Given passage
Early in October 2012, several Philippine government websites such as the Official Gazette, the Senate, and even Senator Tito Sotto's website were targeted by members of the Anonymous hacktivist group from various regions of the world as the Cybercrime Prevention Act took effect. The group launched the operation #OpPhilippines where there was distributed denial of service (DDOS) on these sites, making them inaccessible. A YouTube clip was also released by Anonymous, airing its vocal statement of being against the anti-cybercrime law that ends the freedom of expression of Filipinos.

A total of 15 petitions has been filed against the Cybercrime Law at the Supreme Court. On October 9, 2012, the high tribunal of the Supreme Court has issued a temporary restraining order (TRO) on the Cybercrime Prevention Act of 2012. The TRO initially suspended the entire law for a period of 120 days, but the Court later decided to extend the TRO indefinitely while the justices were working the case.

On May 24, 2013, The Department of Justice announced that the contentious online libel provisions of the law were being pushed to be dropped alongside other pending revisions as it awaited the Supreme Court's ruling on its legality.

=== Precedents to the anti-cybercrime law ===
==== Electronic Commerce Act of 2000 ====
Prior to this law, the Electronic Commerce Act of 2000 (RA 8792) was enacted to acknowledge that aside from the Article II, Section 24 of the 1987 Philippine Constitution providing that, "The State recognizes the vital role of communication and information in nation-building," information and communications technology was emphasized as an up-to-date addition in the Section 2 of the act which declares,"The State recognizes the vital role of information and communications technology (ICT) in nation-building; the need to create an information-friendly environment which supports and ensures the availability, diversity and affordability of ICT products and services..."

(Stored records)
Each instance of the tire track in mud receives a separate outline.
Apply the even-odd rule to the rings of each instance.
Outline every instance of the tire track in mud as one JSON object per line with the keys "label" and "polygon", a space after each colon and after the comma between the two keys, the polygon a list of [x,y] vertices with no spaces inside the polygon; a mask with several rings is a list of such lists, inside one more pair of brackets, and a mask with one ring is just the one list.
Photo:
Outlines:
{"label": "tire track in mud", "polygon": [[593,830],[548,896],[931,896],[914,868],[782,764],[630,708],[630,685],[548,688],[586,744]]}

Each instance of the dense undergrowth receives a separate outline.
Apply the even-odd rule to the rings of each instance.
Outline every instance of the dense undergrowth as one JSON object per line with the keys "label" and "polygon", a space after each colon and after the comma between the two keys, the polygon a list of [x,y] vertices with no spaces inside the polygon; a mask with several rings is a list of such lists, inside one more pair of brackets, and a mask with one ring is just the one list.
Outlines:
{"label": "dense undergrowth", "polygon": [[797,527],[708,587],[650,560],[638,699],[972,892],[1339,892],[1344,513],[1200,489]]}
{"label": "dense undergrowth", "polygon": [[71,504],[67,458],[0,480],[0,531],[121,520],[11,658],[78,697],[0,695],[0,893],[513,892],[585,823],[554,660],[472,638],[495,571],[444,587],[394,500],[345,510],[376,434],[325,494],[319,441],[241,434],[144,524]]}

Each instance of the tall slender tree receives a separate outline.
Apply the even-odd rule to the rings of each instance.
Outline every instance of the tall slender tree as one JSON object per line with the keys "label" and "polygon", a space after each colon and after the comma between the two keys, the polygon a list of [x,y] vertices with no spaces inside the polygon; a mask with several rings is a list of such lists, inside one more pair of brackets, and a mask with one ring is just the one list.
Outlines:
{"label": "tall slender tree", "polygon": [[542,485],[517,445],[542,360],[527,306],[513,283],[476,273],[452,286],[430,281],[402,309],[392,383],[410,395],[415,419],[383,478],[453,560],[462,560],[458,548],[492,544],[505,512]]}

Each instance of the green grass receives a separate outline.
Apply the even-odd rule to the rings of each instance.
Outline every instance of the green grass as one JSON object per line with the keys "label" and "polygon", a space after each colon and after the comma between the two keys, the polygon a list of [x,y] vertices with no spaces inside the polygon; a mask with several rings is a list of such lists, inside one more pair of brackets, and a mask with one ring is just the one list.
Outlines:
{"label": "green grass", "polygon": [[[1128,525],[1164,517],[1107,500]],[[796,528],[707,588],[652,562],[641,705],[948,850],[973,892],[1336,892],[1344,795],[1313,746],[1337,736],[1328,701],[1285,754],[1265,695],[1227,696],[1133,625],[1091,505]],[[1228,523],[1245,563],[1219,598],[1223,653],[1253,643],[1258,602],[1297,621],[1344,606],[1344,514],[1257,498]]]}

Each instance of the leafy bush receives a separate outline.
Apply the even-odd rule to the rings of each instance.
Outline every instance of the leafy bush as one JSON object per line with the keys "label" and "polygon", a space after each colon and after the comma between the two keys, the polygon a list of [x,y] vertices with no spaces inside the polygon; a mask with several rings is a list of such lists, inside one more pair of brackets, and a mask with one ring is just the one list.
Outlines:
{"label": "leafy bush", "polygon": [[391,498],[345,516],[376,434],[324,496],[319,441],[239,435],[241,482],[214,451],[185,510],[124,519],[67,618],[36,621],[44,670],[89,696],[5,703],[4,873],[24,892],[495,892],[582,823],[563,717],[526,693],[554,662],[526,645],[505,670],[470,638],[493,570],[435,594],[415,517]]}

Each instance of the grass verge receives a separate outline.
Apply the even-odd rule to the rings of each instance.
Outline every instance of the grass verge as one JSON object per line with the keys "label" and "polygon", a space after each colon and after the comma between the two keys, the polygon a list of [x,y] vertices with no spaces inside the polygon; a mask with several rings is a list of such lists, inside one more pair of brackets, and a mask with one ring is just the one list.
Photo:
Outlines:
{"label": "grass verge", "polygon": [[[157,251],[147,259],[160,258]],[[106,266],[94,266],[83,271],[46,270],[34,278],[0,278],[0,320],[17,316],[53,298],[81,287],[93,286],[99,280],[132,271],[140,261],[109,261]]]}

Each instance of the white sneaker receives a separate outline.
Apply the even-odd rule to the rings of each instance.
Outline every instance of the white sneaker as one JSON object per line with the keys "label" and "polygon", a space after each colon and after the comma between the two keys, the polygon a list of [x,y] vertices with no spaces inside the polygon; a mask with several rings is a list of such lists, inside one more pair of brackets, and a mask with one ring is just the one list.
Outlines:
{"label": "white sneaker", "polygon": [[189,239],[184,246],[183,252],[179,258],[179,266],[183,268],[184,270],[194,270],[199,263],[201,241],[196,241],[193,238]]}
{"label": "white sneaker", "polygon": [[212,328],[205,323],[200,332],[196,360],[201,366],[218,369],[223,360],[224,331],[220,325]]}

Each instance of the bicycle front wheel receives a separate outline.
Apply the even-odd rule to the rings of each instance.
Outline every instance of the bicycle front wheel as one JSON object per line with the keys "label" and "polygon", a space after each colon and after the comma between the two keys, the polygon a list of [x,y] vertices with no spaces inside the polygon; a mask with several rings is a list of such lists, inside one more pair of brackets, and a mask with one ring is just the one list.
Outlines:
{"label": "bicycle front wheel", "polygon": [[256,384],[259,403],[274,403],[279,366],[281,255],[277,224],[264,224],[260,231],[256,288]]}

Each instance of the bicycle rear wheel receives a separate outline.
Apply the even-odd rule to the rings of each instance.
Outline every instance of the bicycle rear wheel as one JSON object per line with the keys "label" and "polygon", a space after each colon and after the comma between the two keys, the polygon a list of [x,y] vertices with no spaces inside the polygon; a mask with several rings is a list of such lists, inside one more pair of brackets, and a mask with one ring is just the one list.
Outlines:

Set of tasks
**A.** Answer these questions from the passage on the Cybercrime Prevention Act:
(i) How many petitions were filed against the Cybercrime Law at the Supreme Court?
(ii) What was the name of the operation that Anonymous launched against the government websites?
(iii) What is the Republic Act number of the Electronic Commerce Act of 2000?
**B.** Extend the passage on the Cybercrime Prevention Act, starting right after its last sentence.

Task answers
**A.**
(i) 15
(ii) #OpPhilippines
(iii) RA 8792

**B.**
There were 4 punishable acts in the law: hacking, introducing viruses to destroy data, pirating intellectual data, and violating The Consumer Act of the Philippines (RA 7394) through electronic messages.

==== Consumer Act of the Philippines ====
The law was designed to prevent businesses from engaging in fraudulent or specified 'unfair' practices where they gain unwarranted advantage over competitors through the means of deceptive advertising, selling counterfeit products, and the like.

The Consumer Act also provided a set of regulated standards for production, distribution, trade, and promotion applicable to traditional media, which can be accessible online.

==== Anti-Child Pornography Act of 2009 ====
The Anti-Child Pornography Act of 2009 (RA 9775) was also a relevant precedent to the law as it was integrated in it to provide a more outlined definition of actions that will be punishable by law. Section 52 of the MCPIF places limits on certain types of speech “inimical to the public interest” where child pornography is filed under.

RA 9775 contains provisions protecting the right to privacy of the child through non-disclosure of his/her identity as well as duties and responsibilities of individuals and groups.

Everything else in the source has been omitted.